**Given problem:** The entries below should be output exactly as written.

-- start Input data --

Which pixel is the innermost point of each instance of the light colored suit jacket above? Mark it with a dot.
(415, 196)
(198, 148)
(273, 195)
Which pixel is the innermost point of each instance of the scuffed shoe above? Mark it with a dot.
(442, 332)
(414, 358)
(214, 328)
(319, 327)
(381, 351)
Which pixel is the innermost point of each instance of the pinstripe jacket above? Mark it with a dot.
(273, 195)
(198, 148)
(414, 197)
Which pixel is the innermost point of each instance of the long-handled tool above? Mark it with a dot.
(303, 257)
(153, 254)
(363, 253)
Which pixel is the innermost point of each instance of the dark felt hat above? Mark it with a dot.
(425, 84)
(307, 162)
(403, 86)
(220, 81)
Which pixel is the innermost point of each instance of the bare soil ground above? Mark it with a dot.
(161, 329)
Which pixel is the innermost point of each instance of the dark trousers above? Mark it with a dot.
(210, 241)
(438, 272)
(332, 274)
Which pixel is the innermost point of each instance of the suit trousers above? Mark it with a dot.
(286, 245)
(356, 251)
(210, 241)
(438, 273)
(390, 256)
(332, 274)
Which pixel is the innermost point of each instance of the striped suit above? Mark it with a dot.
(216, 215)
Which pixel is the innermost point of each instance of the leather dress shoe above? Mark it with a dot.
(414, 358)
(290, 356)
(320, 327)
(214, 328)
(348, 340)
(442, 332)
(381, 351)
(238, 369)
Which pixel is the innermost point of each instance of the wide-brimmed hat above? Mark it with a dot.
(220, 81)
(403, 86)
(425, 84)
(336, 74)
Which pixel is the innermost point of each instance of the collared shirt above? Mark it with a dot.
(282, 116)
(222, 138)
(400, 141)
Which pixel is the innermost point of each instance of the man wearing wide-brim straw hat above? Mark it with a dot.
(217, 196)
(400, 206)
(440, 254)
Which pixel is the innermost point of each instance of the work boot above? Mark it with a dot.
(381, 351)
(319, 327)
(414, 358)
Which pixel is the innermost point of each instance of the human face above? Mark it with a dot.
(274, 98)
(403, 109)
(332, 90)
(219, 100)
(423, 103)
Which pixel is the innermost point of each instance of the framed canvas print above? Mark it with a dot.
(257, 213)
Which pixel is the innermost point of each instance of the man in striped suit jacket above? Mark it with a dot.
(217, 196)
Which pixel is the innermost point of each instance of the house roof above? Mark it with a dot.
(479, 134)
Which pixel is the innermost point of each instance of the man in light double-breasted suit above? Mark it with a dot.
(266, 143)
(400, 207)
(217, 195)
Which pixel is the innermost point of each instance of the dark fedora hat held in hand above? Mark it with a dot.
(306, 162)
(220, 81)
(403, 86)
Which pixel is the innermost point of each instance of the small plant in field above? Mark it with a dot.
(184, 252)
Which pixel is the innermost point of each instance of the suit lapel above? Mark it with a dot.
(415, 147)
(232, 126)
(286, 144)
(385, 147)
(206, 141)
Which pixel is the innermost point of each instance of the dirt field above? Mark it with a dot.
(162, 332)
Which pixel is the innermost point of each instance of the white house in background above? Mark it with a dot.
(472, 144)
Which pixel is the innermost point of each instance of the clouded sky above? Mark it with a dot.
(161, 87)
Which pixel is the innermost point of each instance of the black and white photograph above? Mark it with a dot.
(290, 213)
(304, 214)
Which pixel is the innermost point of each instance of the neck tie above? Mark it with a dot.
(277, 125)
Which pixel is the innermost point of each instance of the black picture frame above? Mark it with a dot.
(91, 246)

-- end Input data --

**Full solution:**
Which pixel is the innermost point of each instance of the light colored suit jacket above? Mark it with a dot.
(415, 196)
(198, 148)
(273, 195)
Which pixel is the innermost point of each instance of the scuffed shoe above? Mark it with a dot.
(442, 332)
(414, 358)
(214, 328)
(319, 327)
(381, 351)
Which pixel is the innermost point of each instance of the pinstripe jacket above? Mark it with a dot.
(273, 195)
(198, 148)
(414, 197)
Which pixel is the innermost point of each instance of the long-handled tool above? Mark it with a dot.
(303, 257)
(153, 254)
(363, 253)
Which pixel is the innermost point of each instance of the dark felt hat above? Mark it with a dot.
(425, 84)
(307, 162)
(403, 86)
(220, 81)
Which pixel is the innermost point of each instance of the bare soil ground above? Mark it with a dot.
(161, 329)
Which pixel is the innermost point of each instance of the dark trousers above? Mark it with a dot.
(210, 241)
(438, 272)
(332, 274)
Which pixel is the innermost point of each instance of the suit trousers above? Mark it with a dot.
(286, 245)
(356, 251)
(210, 241)
(438, 273)
(390, 256)
(332, 274)
Which pixel is the innermost point of each instance of the striped suit above? Mark it with a dot.
(216, 215)
Which pixel is the innermost point of each instance of the leather dress shoe above? Mark it with a dot.
(414, 358)
(290, 356)
(320, 327)
(214, 328)
(348, 340)
(442, 332)
(381, 351)
(238, 369)
Which pixel is the innermost point of each instance of the wide-brimmed hat above? Mark it with a dot.
(220, 81)
(403, 86)
(425, 84)
(336, 74)
Which pixel is the innermost point of each instance of the collared shirt above? Mark it with a dot.
(282, 116)
(222, 138)
(400, 141)
Which pixel is the innermost point of each instance of the man wearing wide-brim straw hat above? Mark it with a dot.
(217, 196)
(400, 206)
(440, 254)
Which pixel is the innermost point of each instance of the work boot above? Mark it with a dot.
(381, 351)
(319, 327)
(414, 358)
Which pixel is the innermost point of each instance of the human face above? Mark it with a dot.
(274, 98)
(403, 109)
(332, 90)
(219, 100)
(423, 103)
Which pixel is the innermost point of each instance of the framed canvas print above? Mark it with a dot.
(257, 213)
Which pixel is the innermost point of each instance of the man in striped suit jacket above? Mark it with a dot.
(217, 196)
Which pixel is the innermost point of each instance of the house roof above? Mark it with a dot.
(479, 134)
Which pixel is the innermost point of each instance of the man in light double-breasted suit above? Mark it with a dot.
(266, 143)
(400, 207)
(217, 195)
Which pixel is the innermost point of each instance of the dark fedora hat held in hand above? Mark it with a dot.
(306, 162)
(220, 81)
(403, 86)
Which pixel is the innermost point of each instance of the small plant in field above? Mark it with a dot.
(184, 252)
Which pixel is the innermost point of each instance of the suit lapel above? Mark it with a dot.
(415, 147)
(232, 126)
(286, 144)
(385, 147)
(206, 141)
Which pixel is the innermost point of each instance of the dirt field above? Mark it with a dot.
(162, 332)
Which pixel is the innermost point of each instance of the white house in background above? Mark it with a dot.
(472, 144)
Which pixel is the innermost point of each instance of the clouded sky above? Mark it with a dot.
(161, 87)
Which pixel is the innermost point of each instance of the black and white photograph above? Mark it with a dot.
(290, 213)
(304, 214)
Which pixel is the innermost point of each instance of the neck tie above? Mark it with a dot.
(277, 125)
Which pixel is the innermost point of each instance of the black picture frame above? Mark it with a dot.
(91, 246)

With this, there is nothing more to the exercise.